▸ **Exercise goal**: Write the lines below as a JSON list of strings, one string per line, with blank lines omitted. Leave the pictures out of the list.

▸ **Supplied information**:
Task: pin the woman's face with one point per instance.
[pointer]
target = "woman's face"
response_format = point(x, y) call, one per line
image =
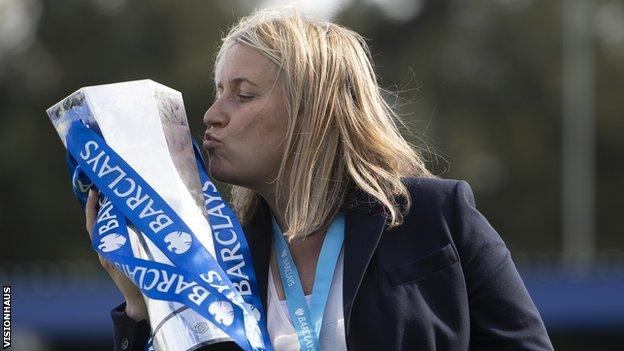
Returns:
point(246, 125)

▸ **Exercise solution**:
[
  "Task: pin the woman's face with one point per instance.",
  "[pointer]",
  "target = \"woman's face\"",
  "response_format = point(x, y) call, one per line",
  "image =",
  "Returns:",
  "point(246, 125)"
]